DIRECTIONS FOR THIS TASK:
Exactly as written, print each of the entries.

EXERCISE INPUT:
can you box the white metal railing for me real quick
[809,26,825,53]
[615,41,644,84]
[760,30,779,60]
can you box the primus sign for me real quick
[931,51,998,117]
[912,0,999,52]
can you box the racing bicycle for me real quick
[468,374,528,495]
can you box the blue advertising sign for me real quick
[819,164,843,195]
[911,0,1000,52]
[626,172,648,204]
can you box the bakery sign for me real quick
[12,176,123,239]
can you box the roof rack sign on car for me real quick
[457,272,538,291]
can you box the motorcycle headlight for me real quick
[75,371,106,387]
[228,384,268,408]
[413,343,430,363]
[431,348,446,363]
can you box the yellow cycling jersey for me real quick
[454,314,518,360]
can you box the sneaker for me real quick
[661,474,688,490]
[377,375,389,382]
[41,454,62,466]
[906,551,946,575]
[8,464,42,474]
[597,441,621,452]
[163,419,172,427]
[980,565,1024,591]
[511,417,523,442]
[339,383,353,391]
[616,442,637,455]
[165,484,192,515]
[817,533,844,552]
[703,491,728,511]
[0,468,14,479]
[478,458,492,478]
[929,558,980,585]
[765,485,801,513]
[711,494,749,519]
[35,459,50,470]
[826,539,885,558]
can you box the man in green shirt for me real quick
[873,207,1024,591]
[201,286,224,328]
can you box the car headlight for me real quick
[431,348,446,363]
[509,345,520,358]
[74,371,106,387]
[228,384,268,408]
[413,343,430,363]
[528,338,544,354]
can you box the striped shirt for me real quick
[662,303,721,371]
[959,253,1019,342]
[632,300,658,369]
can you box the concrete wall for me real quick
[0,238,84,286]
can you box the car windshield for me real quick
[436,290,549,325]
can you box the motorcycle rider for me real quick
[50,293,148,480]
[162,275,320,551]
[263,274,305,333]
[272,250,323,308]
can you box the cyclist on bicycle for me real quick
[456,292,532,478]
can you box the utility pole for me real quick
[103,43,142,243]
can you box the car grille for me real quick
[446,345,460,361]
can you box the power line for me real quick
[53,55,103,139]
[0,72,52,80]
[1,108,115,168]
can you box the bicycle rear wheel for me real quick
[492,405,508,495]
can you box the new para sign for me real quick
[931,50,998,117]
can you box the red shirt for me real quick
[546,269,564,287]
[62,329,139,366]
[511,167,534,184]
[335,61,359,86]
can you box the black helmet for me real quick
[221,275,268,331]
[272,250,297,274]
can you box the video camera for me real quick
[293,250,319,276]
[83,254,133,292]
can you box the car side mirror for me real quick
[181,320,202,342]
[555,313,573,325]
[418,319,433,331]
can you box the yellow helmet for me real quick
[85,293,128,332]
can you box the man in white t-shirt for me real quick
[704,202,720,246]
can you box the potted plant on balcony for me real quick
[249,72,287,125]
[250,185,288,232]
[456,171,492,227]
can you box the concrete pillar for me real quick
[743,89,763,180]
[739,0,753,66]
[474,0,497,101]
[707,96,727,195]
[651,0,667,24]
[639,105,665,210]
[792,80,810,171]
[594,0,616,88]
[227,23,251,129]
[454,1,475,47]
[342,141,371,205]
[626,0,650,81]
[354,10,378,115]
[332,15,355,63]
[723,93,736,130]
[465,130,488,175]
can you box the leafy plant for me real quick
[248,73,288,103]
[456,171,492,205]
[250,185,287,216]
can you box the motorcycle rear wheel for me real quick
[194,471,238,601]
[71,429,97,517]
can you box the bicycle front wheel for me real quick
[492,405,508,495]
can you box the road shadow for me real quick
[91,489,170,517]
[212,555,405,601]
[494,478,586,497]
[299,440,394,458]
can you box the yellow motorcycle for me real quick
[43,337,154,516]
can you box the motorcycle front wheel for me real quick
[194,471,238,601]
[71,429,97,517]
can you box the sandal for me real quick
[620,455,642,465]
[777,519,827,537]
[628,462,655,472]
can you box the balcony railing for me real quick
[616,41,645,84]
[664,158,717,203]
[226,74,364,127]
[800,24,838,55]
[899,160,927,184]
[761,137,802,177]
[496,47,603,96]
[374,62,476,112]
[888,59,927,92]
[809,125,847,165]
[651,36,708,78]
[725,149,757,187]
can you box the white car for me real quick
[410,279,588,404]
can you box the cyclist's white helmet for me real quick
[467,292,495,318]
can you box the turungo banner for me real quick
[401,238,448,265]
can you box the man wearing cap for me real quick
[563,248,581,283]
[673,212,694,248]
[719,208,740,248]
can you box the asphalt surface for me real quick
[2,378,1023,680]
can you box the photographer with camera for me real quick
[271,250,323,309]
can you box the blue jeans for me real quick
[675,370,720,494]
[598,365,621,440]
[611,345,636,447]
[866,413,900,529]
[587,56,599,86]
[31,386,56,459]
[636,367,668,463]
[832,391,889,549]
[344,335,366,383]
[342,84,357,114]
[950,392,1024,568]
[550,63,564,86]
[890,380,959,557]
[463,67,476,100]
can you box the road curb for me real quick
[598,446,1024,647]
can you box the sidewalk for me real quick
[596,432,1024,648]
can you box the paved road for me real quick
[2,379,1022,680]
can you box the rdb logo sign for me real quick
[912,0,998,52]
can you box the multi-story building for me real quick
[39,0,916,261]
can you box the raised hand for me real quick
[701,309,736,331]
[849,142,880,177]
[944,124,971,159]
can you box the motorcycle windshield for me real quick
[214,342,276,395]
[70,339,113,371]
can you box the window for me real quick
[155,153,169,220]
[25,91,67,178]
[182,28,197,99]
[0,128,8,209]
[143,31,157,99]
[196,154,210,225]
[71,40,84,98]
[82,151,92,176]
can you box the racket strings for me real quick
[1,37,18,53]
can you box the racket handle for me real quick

OUTPUT BELOW:
can you box the white metal railing for me real quick
[809,26,825,53]
[615,41,644,84]
[760,30,779,60]
can you box the primus sign for me real quick
[931,51,998,117]
[912,0,999,52]
can you box the racing bicycle for me real quick
[468,374,528,495]
can you box the blue advertising sign for me real quick
[819,164,843,195]
[911,0,1000,52]
[626,172,648,204]
can you box the bakery sign for me real quick
[12,176,123,239]
can you box the roof rack sign on car for me real quick
[457,272,538,291]
can you box the motorcycle headlight for me real quick
[75,371,106,387]
[228,384,268,408]
[413,343,430,363]
[431,348,446,363]
can you box the yellow cycling jersey for me real quick
[454,314,518,360]
can you box the sneaker for me real quick
[661,474,688,490]
[377,375,389,382]
[41,454,62,466]
[906,551,946,575]
[8,464,42,474]
[597,441,621,452]
[163,419,172,427]
[980,565,1024,591]
[511,417,523,442]
[339,383,353,391]
[616,442,637,455]
[165,484,192,515]
[817,533,844,552]
[703,491,728,511]
[0,468,14,479]
[478,458,492,478]
[929,558,980,585]
[765,485,801,513]
[711,494,749,519]
[35,459,50,470]
[826,539,885,558]
can you box the man in green shirt for me real quick
[873,207,1024,591]
[201,286,224,328]
can you box the car headlight for me real quick
[431,348,446,363]
[509,345,520,358]
[74,371,106,387]
[228,384,268,408]
[413,343,430,363]
[528,338,544,354]
can you box the striped shirt for me real quick
[662,303,721,371]
[959,253,1019,342]
[632,300,658,369]
can you box the concrete wall for me real quick
[0,238,84,286]
can you box the car windshield for me real quick
[436,290,549,325]
can you box the motorcycle rider for me real quick
[50,293,148,480]
[162,275,320,551]
[263,274,305,333]
[272,250,323,308]
can you box the cyclist on bicycle for me real quick
[456,292,532,478]
can you box the utility pole for me real quick
[103,43,142,243]
can you box the car grille for me real quick
[446,345,460,361]
can you box the power line for me real quick
[53,55,103,139]
[0,72,52,80]
[1,108,115,168]
can you box the bicycle rear wheel for me real quick
[492,405,508,495]
can you box the new para sign for me real quick
[931,50,998,117]
can you box the red shirt for me real quick
[546,269,564,287]
[62,329,139,366]
[511,167,534,184]
[335,61,359,86]
can you box the black helmet for me real quick
[221,275,268,331]
[272,250,297,274]
can you box the video camera for me real quick
[293,250,319,276]
[83,254,133,292]
can you box the car side mirror for me real quick
[181,320,202,342]
[555,313,573,325]
[418,319,433,331]
can you box the yellow helmet for me real quick
[85,293,128,332]
can you box the man in white t-shirt for me real quick
[704,202,720,246]
can you box the potted plant on balcony for me real quick
[249,72,287,125]
[250,185,288,232]
[456,171,492,227]
can you box the concrete pillar for me real quick
[743,89,763,180]
[739,0,753,66]
[474,0,497,101]
[707,96,727,195]
[651,0,667,24]
[639,105,665,210]
[792,80,810,171]
[594,0,616,88]
[227,23,251,129]
[454,1,475,47]
[342,141,371,205]
[626,0,650,81]
[354,10,378,115]
[332,15,355,63]
[723,93,736,130]
[465,130,488,175]
can you box the leafy plant for me real quick
[248,73,288,103]
[456,171,492,205]
[250,185,287,216]
can you box the motorcycle rear wheel for me real quick
[194,471,238,601]
[71,429,97,517]
can you box the bicycle front wheel for me real quick
[492,405,508,495]
can you box the road shadow for me real quick
[91,489,170,517]
[212,555,405,601]
[494,478,586,497]
[299,440,394,458]
can you box the yellow motorcycle for me real quick
[43,337,154,516]
can you box the motorcycle front wheel for me real quick
[194,471,238,601]
[71,429,97,517]
can you box the sandal for me real quick
[620,455,642,465]
[777,519,827,537]
[628,462,655,472]
can you box the balcony railing for me real quick
[616,41,645,84]
[664,158,717,203]
[226,74,364,127]
[800,24,838,55]
[899,160,927,184]
[761,137,802,177]
[496,47,603,96]
[374,62,476,112]
[888,59,927,92]
[809,125,847,165]
[651,36,708,78]
[725,149,757,187]
can you box the white car for me real quick
[410,279,588,404]
can you box the cyclist's white helmet for me real quick
[467,292,495,318]
can you box the turungo banner for me real quick
[401,238,448,265]
can you box the man wearing cap for me real quick
[563,248,581,283]
[673,212,694,248]
[719,208,740,248]
can you box the asphalt surface for me real quick
[2,378,1023,680]
can you box the photographer with camera for me real quick
[271,250,323,309]
can you box the blue jeans for me real quick
[675,370,720,494]
[598,365,621,440]
[611,345,636,447]
[866,413,900,529]
[587,56,599,86]
[31,386,56,459]
[636,367,668,463]
[832,391,889,549]
[344,335,366,383]
[342,84,357,114]
[950,392,1024,568]
[550,63,564,86]
[890,380,959,557]
[463,67,476,100]
can you box the road curb for me real quick
[598,446,1024,647]
can you box the sidewalk for me real quick
[596,432,1024,648]
can you box the paved road for me real quick
[2,379,1022,680]
can you box the rdb logo sign for me real quick
[912,0,998,52]
can you box the multi-story building for me real quick
[39,0,916,261]
can you box the raised hand for me real quick
[701,309,736,331]
[849,142,880,177]
[944,124,971,159]
can you box the motorcycle windshield for me real quick
[214,342,276,395]
[70,339,113,371]
can you box the window for me real quick
[155,153,169,220]
[25,91,67,178]
[182,28,197,99]
[0,128,8,209]
[143,31,157,99]
[196,154,210,225]
[71,40,84,98]
[82,151,92,176]
can you box the racket strings for me real quick
[1,37,18,53]
can you box the racket handle for me real quick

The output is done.